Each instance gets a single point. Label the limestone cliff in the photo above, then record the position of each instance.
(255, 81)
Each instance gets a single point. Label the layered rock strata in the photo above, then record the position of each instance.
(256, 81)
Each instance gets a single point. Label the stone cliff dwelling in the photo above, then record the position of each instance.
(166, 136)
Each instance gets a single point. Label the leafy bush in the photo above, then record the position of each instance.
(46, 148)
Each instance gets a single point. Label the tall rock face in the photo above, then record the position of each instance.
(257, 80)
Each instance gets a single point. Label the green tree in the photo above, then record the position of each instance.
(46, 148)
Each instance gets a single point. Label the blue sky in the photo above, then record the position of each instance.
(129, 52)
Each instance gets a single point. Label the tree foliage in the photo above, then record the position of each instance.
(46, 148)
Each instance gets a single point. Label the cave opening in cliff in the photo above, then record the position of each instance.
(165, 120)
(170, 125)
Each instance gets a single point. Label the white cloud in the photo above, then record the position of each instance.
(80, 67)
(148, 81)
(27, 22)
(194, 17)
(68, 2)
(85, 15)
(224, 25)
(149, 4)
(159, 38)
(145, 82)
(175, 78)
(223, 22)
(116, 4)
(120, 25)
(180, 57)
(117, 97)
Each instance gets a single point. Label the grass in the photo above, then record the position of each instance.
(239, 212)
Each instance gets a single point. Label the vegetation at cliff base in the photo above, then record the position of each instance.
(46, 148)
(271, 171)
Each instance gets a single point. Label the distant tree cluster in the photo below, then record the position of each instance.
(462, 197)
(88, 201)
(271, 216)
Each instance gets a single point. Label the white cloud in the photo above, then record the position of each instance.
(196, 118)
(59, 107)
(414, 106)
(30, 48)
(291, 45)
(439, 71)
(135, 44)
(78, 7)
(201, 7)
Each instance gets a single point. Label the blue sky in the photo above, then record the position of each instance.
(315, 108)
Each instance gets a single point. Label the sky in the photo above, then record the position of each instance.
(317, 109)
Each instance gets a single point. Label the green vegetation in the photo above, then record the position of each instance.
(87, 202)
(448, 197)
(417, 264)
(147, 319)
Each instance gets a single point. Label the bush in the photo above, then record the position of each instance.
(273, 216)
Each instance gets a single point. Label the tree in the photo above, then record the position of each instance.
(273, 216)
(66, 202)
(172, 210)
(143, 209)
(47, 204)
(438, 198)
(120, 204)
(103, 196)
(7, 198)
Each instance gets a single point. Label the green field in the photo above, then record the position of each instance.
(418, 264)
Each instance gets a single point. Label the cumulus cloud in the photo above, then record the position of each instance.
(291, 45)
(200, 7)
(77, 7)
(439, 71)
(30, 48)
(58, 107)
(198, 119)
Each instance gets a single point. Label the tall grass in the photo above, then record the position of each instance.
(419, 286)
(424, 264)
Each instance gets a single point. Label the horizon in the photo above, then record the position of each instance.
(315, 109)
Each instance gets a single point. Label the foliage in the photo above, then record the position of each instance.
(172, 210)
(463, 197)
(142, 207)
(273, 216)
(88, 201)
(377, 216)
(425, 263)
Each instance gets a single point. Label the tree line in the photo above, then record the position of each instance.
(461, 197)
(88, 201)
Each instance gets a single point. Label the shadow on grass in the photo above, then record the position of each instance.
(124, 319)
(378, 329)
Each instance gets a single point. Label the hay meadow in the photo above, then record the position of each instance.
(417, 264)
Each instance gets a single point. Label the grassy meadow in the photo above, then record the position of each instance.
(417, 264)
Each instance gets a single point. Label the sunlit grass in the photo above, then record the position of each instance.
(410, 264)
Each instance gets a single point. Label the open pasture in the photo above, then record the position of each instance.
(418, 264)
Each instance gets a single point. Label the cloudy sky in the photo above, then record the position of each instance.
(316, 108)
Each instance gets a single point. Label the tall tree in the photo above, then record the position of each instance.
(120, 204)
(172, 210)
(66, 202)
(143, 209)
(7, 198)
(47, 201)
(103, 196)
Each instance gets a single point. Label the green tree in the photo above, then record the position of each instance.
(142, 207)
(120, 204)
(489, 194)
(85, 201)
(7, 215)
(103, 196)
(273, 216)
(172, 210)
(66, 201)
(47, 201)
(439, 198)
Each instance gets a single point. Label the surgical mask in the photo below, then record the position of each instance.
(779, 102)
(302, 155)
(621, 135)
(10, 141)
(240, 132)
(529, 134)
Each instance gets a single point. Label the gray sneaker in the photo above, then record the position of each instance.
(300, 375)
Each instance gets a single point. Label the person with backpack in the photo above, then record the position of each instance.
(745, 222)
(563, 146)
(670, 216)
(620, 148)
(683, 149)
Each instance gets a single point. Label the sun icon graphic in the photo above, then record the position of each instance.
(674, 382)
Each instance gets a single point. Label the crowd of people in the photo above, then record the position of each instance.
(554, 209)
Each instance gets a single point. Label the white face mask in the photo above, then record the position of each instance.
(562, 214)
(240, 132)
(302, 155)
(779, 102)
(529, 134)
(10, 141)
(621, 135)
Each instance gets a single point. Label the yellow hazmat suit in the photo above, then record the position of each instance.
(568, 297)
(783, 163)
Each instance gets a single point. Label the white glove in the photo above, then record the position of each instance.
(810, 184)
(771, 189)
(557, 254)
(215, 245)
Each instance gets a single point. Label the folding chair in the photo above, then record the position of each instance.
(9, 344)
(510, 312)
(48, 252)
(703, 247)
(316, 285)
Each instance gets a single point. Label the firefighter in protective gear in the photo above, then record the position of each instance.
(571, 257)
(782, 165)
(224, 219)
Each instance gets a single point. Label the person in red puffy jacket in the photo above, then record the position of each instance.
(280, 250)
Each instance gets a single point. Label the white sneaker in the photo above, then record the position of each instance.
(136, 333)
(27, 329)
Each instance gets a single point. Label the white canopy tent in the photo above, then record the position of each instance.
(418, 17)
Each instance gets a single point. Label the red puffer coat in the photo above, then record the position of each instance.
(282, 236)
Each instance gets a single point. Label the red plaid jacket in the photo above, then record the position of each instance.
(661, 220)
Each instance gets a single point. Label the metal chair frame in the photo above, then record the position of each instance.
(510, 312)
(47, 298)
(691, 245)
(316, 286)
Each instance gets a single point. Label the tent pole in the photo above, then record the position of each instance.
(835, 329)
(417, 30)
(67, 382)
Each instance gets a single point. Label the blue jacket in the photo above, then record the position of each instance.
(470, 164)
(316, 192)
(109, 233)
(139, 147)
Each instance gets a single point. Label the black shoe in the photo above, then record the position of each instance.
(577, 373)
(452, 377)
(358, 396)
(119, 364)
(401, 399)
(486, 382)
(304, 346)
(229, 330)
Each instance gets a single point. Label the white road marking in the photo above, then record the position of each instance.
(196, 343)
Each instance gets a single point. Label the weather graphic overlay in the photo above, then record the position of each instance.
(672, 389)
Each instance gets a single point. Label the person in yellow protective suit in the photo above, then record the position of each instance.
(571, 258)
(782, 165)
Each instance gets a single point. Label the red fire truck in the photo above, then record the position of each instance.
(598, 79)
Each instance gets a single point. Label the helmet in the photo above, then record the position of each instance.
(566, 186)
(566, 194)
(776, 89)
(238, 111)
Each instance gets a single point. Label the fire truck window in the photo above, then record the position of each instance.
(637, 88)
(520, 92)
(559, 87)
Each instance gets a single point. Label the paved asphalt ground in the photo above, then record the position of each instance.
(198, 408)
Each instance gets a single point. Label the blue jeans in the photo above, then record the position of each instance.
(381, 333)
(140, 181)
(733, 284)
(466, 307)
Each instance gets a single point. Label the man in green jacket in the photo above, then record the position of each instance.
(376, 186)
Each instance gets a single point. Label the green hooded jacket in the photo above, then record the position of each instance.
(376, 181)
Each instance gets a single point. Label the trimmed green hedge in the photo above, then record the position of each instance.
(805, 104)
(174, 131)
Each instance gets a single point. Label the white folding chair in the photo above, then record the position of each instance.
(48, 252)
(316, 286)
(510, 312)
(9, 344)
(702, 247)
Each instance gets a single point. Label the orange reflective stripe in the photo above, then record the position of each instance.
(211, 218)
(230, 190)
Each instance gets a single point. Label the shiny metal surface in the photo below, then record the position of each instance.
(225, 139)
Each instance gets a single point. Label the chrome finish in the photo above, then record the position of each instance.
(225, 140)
•••••
• _EXERCISE BRIEF_: Copy out, without any changes, the items from the line containing "Each instance gets a single point. Label the man" through the last line of the items.

• _OUTPUT FOR THIS TASK_:
Each instance gets a single point. Label the man in green jacket in the photo above, then record the position of each instance.
(376, 186)
Each instance gets a single point. Label the green hooded jacket in the photo above, then record the position of each instance.
(376, 181)
Each instance gets a single point. Label the trimmed green hedge in the photo above, then record the position of each instance.
(805, 104)
(174, 131)
Each instance gets a single point. Label the white folding chair in the photo above, then record the position of each instance.
(48, 252)
(316, 286)
(510, 312)
(9, 344)
(702, 247)
Each instance gets a single point. Label the orange reflective stripe in the photo above, then record the position of each instance.
(211, 218)
(230, 190)
Each instance gets a single point. Label the shiny metal surface in the photo below, then record the position of each instance.
(225, 139)
Each instance gets a single point. Label the chrome finish in the photo above, then record the position of each instance.
(225, 140)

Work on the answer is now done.